--- START ---

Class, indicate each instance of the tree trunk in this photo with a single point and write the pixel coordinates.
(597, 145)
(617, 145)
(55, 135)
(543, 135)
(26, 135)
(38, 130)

--- END ---

# WHAT IS BEING ASKED
Transcribe the data in full, matching every line exactly.

# ANSWER
Class, indicate each instance of the tree trunk in this photo with a single point and write the pixel coordinates.
(597, 145)
(617, 145)
(55, 135)
(543, 135)
(26, 135)
(38, 130)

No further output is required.